*Document extract:*
RayTroll provided this image of ichthyosaurs swimming in the deep.

Whatever you do, don’t call them dinosaurs. If you do, a geologist will quickly correct you.

“Yep. It’s not a dinosaur. It’s a marine reptile.”

That’s U.S. Forest Service geologist Jim Baichtal. In May, he went to Gravina Island with University of Alaska Fairbanks geologists Patrick Druckenmiller and Kevin May, and Ketchikan artist Ray Troll to look for some of these Triassic-age marine reptiles. They found some, and Baichtal has gone back a couple times since then to collect the fossils, package them up and send them north for further study.

Jim Baichtal uses a special chainsaw to carefully remove fossils from rocks on Gravina Island.

Druckenmiller says Southeast Alaska has fascinating geology, including piles of rocks from the Triassic period. They formed from sediment that originally was on the sea floor. Swimming above that sediment were marine reptiles.

“These animals were swimming around these islands way out in the Pacific Ocean, and occasionally dying, and their bones settled to the sea floor,” he said. “And over millions of years, these rocks eventually traveled northwards and become part of what’s now Southeast Alaska.”

Troll, explains further how a tropical creature ended up as a fossil in Alaska: “You have to think of the Pacific Ocean as like a conveyer belt of rock. It subducts, it actually goes under and comes back around. Southeast Alaska is just a whole big jumble of this stuff.  All these terrains, is what they’re called. The geological joke is this is the Southeast Alaska is a ‘terrain-wreck.’”

Troll’s draws and paints primarily fish, dinosaurs and marine reptiles in accurate detail, but then tends to place them in unusual circumstances. He has collaborated with scientists on books, and is working on a new one about fossils along the West Coast.

*Set problem 1:*
Count the rows that contain the string "tower", with case counting, and reply with the number only.
The fossil article and the rows that follow it come from unrelated sources.

*Data records:*
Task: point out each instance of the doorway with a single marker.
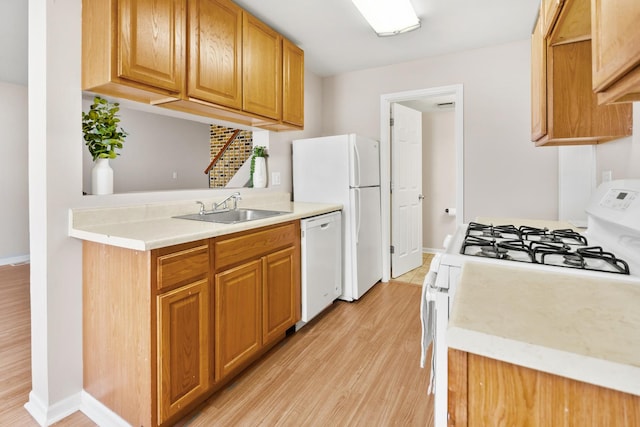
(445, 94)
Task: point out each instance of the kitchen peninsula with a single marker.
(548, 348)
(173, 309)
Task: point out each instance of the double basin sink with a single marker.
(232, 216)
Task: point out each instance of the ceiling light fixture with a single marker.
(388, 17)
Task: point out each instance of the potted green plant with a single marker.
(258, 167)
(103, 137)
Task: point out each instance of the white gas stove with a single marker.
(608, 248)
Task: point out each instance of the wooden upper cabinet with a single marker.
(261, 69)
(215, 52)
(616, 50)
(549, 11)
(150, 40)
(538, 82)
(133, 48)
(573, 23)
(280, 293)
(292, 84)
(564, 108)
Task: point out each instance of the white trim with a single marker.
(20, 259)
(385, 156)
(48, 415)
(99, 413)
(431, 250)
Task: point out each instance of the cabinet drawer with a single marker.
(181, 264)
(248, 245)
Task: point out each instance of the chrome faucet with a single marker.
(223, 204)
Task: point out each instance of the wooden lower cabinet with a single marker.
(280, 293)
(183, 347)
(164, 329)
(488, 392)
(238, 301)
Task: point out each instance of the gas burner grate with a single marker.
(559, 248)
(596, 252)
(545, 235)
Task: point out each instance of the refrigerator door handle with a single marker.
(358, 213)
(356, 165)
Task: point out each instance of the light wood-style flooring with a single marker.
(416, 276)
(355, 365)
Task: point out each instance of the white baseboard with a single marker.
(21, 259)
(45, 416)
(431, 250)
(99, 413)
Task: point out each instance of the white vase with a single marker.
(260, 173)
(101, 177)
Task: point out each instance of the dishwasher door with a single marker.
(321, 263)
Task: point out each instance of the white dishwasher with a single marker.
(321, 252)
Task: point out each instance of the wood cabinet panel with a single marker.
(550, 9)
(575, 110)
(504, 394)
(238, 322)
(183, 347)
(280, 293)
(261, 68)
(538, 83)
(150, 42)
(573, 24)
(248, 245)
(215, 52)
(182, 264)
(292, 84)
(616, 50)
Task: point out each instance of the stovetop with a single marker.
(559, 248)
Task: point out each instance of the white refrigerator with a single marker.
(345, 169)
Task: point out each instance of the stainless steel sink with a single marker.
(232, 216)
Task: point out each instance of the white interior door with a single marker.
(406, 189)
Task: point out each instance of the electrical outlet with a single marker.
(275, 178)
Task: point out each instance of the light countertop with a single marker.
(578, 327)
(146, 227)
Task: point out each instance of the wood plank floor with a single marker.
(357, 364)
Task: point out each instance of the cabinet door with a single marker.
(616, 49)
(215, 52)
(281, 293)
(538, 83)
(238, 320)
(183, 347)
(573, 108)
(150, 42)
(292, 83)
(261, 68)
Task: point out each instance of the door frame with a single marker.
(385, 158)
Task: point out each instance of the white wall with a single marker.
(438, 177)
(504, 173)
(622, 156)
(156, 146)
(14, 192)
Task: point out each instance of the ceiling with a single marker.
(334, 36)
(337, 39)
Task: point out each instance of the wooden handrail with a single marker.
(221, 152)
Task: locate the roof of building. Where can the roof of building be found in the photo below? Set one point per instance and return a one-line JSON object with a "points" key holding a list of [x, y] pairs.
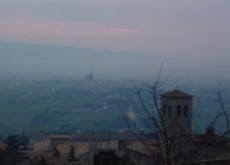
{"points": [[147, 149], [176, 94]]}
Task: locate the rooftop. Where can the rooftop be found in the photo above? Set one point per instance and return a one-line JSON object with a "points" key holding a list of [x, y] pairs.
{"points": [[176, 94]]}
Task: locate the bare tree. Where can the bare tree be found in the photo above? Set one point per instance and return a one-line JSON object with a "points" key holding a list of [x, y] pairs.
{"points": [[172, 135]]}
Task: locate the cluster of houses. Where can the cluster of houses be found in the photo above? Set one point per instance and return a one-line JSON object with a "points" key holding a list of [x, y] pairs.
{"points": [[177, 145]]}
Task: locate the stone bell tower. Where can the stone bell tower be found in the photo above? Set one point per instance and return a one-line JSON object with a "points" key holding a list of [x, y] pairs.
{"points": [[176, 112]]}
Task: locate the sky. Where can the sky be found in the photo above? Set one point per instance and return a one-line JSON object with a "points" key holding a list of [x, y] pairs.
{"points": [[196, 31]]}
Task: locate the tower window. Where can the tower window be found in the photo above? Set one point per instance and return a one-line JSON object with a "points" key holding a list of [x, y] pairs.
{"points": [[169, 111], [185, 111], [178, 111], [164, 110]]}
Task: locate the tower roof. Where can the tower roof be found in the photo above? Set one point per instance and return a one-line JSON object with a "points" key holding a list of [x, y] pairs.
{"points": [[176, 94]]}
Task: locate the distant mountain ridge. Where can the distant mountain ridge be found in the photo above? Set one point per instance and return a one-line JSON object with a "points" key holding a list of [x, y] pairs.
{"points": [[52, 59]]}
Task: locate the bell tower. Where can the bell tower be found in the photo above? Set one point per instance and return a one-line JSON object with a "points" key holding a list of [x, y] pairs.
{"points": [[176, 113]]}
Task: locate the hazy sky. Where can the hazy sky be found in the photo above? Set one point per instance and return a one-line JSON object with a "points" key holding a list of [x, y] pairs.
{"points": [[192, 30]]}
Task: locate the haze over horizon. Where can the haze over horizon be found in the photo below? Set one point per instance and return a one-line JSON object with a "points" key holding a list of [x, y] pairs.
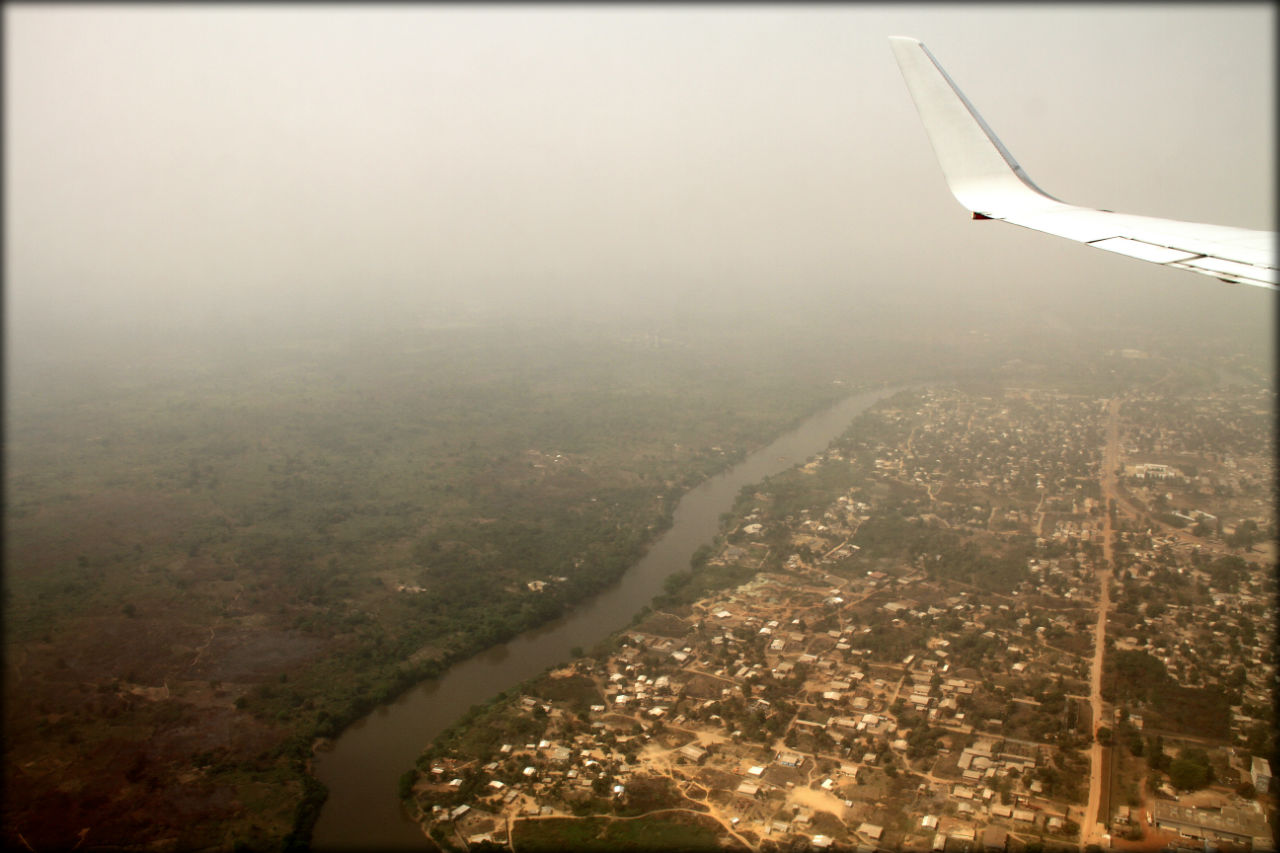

*Set problem 2:*
Condense the paragraph of the fossil article that begins "That's U.S. Forest Service geologist Jim Baichtal" into a short bulleted list of its main facts.

*Full response 1:*
4

*Full response 2:*
- Jim Baichtal is a U.S. Forest Service geologist.
- In May he went to Gravina Island with University of Alaska Fairbanks geologists Patrick Druckenmiller and Kevin May and Ketchikan artist Ray Troll.
- The group was looking for Triassic-age marine reptiles and found some.
- Baichtal has returned a couple of times to collect the fossils, package them, and send them north for further study.